▸ **What you will do**
Copy out the entries below in full and exactly.

Object point labels
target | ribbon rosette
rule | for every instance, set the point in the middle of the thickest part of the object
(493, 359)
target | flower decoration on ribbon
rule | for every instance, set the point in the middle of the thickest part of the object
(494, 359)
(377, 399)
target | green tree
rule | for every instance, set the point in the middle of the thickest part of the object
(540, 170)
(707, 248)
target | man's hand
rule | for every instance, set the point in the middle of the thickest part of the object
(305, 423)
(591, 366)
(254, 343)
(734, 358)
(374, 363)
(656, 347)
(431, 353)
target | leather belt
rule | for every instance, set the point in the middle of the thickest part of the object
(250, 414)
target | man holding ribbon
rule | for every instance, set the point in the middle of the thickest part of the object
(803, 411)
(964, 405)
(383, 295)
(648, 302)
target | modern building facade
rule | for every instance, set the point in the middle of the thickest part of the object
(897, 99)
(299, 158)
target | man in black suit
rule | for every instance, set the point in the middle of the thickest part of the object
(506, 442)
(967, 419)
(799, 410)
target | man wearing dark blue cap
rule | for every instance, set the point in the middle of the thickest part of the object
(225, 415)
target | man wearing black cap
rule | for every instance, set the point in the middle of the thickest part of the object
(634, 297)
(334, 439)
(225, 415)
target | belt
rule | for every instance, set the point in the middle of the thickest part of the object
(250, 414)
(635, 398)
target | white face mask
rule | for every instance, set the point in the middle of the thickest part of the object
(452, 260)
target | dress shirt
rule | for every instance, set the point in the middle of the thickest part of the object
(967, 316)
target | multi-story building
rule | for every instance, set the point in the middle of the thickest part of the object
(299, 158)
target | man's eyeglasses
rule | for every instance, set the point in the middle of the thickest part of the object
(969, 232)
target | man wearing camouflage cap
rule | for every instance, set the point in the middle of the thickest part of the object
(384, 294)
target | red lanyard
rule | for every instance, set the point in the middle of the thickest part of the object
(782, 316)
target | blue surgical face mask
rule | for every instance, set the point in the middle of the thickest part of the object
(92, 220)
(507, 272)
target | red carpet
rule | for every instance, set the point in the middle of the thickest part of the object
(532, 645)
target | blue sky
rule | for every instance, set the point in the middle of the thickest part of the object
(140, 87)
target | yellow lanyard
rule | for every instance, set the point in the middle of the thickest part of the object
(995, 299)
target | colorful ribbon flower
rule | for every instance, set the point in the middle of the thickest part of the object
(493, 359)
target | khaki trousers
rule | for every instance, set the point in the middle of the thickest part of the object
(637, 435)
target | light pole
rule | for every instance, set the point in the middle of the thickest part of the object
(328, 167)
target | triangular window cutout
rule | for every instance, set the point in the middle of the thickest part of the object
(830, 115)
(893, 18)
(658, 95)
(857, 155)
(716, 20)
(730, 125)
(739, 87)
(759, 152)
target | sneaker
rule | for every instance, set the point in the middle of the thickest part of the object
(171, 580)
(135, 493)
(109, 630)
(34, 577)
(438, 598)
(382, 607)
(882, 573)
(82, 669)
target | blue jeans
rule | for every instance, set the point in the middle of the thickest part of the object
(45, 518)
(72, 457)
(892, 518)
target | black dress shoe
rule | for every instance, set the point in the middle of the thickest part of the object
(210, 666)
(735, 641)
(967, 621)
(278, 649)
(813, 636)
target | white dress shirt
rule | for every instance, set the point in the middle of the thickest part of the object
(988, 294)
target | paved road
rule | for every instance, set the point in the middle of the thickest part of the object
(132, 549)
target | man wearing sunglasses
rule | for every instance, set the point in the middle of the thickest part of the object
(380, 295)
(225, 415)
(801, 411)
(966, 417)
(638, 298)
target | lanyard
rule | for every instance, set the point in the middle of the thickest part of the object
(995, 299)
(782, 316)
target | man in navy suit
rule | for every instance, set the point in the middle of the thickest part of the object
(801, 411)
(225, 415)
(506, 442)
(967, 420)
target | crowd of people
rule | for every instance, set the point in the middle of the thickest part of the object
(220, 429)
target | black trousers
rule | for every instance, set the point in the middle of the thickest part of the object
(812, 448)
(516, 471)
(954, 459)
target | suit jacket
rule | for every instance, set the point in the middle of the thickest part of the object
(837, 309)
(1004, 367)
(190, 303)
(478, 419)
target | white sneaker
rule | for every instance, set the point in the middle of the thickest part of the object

▸ **Full answer**
target | ribbon rosette
rule | for every instance, set the point in the middle of the thickest part of the object
(493, 359)
target | flower decoration on ribbon
rule | for every instance, set the point in the middle of the thickest part of the object
(494, 359)
(377, 399)
target | green tree
rule | for every instance, set the point in the middle of the thickest part of the object
(540, 170)
(707, 248)
target | man's hand
rule | for every instance, set the point in the middle of the thickest part of the object
(305, 423)
(591, 366)
(254, 343)
(734, 358)
(374, 363)
(656, 347)
(431, 353)
target | leather belt
rule | for every instance, set the point in the middle of the thickest part of the object
(250, 414)
target | man holding ribbon
rule | for every instance, set the point in the middle of the thickest part of the object
(803, 411)
(964, 405)
(383, 295)
(648, 302)
target | modern building facade
rule | for every instance, set the point in the middle of the thickest part of the object
(897, 99)
(299, 158)
target | man in black suit
rule | for every instance, set the point in the middle of the thickest part of the object
(506, 442)
(967, 419)
(799, 410)
target | man wearing dark blue cap
rule | for every instance, set the point in the middle of the thickest part of the object
(225, 415)
target | man wearing black cap
rule | for every instance, set the point in the middle of the thickest part of the object
(634, 297)
(334, 439)
(225, 415)
target | belt
rule | for every instance, set the point in the middle of the thickest part of the object
(250, 414)
(635, 398)
target | white face mask
rule | for every instance, set the point in the middle of the thickest part of the object
(452, 260)
target | dress shirt
rule | for every instance, set the point in the middle of the thickest part of the object
(967, 316)
target | multi-story building
rule | for every instance, set the point in the middle of the thickest part of the object
(299, 158)
target | man's eyeglasses
rule | for every instance, set the point in the middle of the thickest part of the object
(969, 232)
target | man wearing camouflage cap
rule | for every instance, set the point in the middle of the thickest part of the object
(384, 294)
target | red lanyard
rule | for every instance, set the point in the middle of the thickest part of the object
(782, 316)
target | blue surgical face mask
rule | for every instance, set the point in the middle of the thickest part of the object
(92, 220)
(507, 272)
target | red carpet
rule | for every instance, set the point in the middle of the thickest part of the object
(532, 645)
target | blue sky
rule | for every instance, set the point in the middle of the thickest part of the object
(140, 87)
target | yellow lanyard
rule | for every instance, set the point in the middle of the thickest part of the object
(995, 299)
target | colorful ribbon flower
rule | for every instance, set the point in the middle of the thickest part of the object
(493, 359)
target | khaki trousers
rule | for every instance, set the point in the middle of the thickest part of the object
(637, 435)
target | light pole
rule | for every instance, set the point in the middle of the thickest part of the object
(328, 167)
target | triangular window cutout
rule | for every instance, set the point in the middle of the thickest part of the object
(830, 115)
(893, 18)
(658, 95)
(857, 155)
(716, 20)
(730, 125)
(739, 87)
(759, 152)
target | sneaker
rule | for every instance, set the point in the middle of the thickest part of the object
(171, 580)
(135, 493)
(109, 630)
(34, 577)
(438, 598)
(382, 607)
(882, 573)
(82, 669)
target | blue jeans
rule | for every instance, set the point in the middle of the thickest part of the object
(45, 518)
(72, 457)
(892, 518)
target | black dress shoe
rule | for every instance, set the point in the middle of the thickest part of the object
(210, 666)
(735, 641)
(967, 621)
(278, 649)
(813, 636)
target | white dress shirt
rule | for every instance, set the point in the middle of the thickest part of the object
(988, 294)
target | paved road
rule | for every instance, set the point in the middle of the thickest part of the object
(132, 549)
target | man wearing sunglasses
rule | for every instance, set the point in the middle of the thickest part of the object
(380, 295)
(225, 415)
(801, 411)
(966, 417)
(638, 298)
target | lanyard
rule | for every instance, set the point in the middle of the thickest part of the object
(995, 299)
(782, 316)
target | man in navy suit
rule | for every instance, set the point in the middle of the thickest part of the object
(801, 411)
(225, 415)
(506, 442)
(967, 420)
target | crowd of people
rule | for every instance, set the point in the middle of the thickest part of the object
(220, 429)
target | black trousers
rule | for every instance, set the point in the middle of the thickest part of the object
(812, 448)
(516, 471)
(954, 459)
target | suit jacket
rule | for every instance, set the point in the middle of the thickest part of the object
(837, 309)
(1004, 367)
(190, 303)
(478, 419)
target | white sneaker
rule | for every instance, set the point in the middle of the thickest part of the object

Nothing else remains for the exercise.